### Given passage

Presenting 'The Search for the Perfect Sound,' an immersive project from The Washington Post


The Washington Post has published “The Search for the Perfect Sound,” an immersive project that presents people with a way to listen in and decide for themselves: what is the perfect sound?

Over the last year, Washington Post national arts reporter Geoff Edgers has aimed to answer this question by traveling all over the country to capture the way music and quality of sound have evolved, from the heyday of vinyl and analogue to the rise of digital and people’s changing listening habits. In his quest, Edgers spoke with more than fifty people—including music legends Neil Young and rapper Chuck D, musician and filmmaker Ahmir “Questlove” Thompson, talking heads founder David Byrne, mastering engineer Bernie Grundman, as well as global audiophiles and many more.

The project arrives as record sales boom to levels not seen in decades and advances in technology making it possible to fool even vinyl loyalists with improved sonics.

“Perfect sound. What is it exactly? You can measure it, reducing it to frequencies and amplitudes, or you can recognize it as something else. The way your room is set up. Your mood. What you expect and what you’re used to.

CDs were not a crime against sonic nature. Their success as a product did lead to major shifts, though. Suddenly, the technologists, not the music geeks, were in charge. They focused on psychoacoustics, a field that embraces the idea that our ears can mask deficiencies in a recording. What we hear isn’t merely what’s presented but how we interpret it.”

### Given instruction 1
Reproduce the passage on the Washington Post sound project word for word, between "Over the last" and "and many more.", inclusive.
### Given instruction 2
According to the passage on the Washington Post sound project, which mastering engineer did Geoff Edgers speak with?
### Given instruction 3
Extend the passage on the Washington Post sound project, picking up after its final sentence.

### Entries provided
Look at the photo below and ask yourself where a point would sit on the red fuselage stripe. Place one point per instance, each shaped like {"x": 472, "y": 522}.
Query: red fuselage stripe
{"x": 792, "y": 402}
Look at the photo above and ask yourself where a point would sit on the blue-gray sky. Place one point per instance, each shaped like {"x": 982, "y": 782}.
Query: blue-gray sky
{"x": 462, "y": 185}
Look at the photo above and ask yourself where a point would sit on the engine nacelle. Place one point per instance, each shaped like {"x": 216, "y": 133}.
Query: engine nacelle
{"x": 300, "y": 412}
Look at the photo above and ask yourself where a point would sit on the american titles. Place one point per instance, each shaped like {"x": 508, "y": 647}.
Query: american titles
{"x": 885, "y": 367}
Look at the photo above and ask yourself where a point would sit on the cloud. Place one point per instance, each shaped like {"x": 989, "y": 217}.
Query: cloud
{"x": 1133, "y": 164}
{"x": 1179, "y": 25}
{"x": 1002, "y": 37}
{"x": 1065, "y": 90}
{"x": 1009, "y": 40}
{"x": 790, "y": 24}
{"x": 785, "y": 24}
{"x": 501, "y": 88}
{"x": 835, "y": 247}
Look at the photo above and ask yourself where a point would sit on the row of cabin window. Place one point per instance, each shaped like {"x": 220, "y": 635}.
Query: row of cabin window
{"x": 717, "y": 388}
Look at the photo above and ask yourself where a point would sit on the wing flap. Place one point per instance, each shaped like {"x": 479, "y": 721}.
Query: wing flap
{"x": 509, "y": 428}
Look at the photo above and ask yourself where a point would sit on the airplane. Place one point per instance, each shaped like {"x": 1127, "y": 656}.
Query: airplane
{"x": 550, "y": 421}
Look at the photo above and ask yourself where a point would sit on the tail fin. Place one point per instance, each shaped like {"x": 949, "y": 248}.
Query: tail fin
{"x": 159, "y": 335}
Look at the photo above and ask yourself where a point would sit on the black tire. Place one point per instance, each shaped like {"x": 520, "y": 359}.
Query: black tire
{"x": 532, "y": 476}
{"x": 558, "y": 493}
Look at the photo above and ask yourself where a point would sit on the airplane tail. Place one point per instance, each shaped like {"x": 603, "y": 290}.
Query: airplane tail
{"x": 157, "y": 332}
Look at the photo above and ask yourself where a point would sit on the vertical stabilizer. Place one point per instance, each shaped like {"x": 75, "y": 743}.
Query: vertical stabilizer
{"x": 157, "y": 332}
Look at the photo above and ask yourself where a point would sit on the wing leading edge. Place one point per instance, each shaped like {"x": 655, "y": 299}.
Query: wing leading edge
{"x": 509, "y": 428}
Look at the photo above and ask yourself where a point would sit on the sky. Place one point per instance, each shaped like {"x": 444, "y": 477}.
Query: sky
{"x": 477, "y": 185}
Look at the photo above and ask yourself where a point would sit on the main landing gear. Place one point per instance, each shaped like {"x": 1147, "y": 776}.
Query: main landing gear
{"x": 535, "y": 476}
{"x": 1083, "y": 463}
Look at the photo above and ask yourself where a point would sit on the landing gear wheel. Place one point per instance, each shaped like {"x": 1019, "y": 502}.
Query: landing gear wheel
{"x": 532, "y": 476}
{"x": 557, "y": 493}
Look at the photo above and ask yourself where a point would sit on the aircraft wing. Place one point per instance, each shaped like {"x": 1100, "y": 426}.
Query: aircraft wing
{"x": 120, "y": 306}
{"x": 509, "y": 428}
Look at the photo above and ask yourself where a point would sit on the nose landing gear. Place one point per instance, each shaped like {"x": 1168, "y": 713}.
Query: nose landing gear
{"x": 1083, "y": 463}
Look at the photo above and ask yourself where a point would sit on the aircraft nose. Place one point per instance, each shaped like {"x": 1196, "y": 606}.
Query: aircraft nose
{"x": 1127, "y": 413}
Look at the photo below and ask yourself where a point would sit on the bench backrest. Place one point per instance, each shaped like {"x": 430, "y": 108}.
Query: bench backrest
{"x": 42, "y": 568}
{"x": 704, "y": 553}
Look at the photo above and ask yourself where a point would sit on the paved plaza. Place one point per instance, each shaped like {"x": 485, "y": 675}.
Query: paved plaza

### Task result 1
Over the last year, Washington Post national arts reporter Geoff Edgers has aimed to answer this question by traveling all over the country to capture the way music and quality of sound have evolved, from the heyday of vinyl and analogue to the rise of digital and people’s changing listening habits. In his quest, Edgers spoke with more than fifty people—including music legends Neil Young and rapper Chuck D, musician and filmmaker Ahmir “Questlove” Thompson, talking heads founder David Byrne, mastering engineer Bernie Grundman, as well as global audiophiles and many more.

### Task result 2
Bernie Grundman.

### Task result 3
Readers can experience this quest themselves and test their ability to distinguish sound quality using two music players embedded in the story. The first audio experience includes two music samples from Neil Young and the Miles Davis Quintet, recorded from the same set of high-end speakers, once as a vinyl record and the other as a digital file. Another embedded audio player allows readers to listen to a Carole King track in both low-resolution and high-resolution digital audio. In addition, record guru Tom Port provides visual commentary detailing how he listens and rates the best-sounding records to sell.

“Music is universal, it’s for everyone. I found it fascinating to think that there is a change happening that reflects how we listen to music and how it is presented to us. From people walking down the street listening to music through smartphones to billionaires blasting million-dollar sound systems, I’ve realized the perfect sound no longer exists,” said Edgers. “Everything we learned during the iPod age, how much music you can cram on a device, how quickly could you use it, how small the speakers were made — all that mobility went against creating great music, allowing technology to peel back quality sound.”

Read “The Search for the Perfect Sound” here.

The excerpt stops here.